_WHAT THIS TASK INVOLVES_: All lines of the entries with "chimney" in them must be listed.

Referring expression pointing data
==========
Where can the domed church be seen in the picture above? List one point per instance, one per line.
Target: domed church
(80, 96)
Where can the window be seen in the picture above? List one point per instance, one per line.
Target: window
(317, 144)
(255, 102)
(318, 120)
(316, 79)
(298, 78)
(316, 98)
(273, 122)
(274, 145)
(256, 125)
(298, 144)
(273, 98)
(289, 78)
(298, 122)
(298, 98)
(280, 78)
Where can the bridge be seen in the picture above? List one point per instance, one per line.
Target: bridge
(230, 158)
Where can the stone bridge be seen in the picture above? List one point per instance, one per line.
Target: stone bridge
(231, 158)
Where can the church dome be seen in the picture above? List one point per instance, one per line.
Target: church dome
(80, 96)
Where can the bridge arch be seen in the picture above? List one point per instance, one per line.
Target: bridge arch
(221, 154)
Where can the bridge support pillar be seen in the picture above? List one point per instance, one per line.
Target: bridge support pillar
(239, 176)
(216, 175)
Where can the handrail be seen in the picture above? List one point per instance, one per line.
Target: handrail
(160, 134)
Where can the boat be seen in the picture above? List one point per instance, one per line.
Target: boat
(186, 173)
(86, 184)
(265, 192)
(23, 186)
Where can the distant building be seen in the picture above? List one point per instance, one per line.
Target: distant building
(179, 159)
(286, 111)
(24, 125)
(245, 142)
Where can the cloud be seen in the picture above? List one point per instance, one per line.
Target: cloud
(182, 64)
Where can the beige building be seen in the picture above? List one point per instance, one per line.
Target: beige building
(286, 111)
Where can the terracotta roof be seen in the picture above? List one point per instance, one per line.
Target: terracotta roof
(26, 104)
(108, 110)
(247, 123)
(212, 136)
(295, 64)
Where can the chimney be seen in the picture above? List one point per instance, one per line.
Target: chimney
==========
_TASK ANSWER_:
Where can the chimney be seen in the picture above? List one point per instance, one per line.
Target: chimney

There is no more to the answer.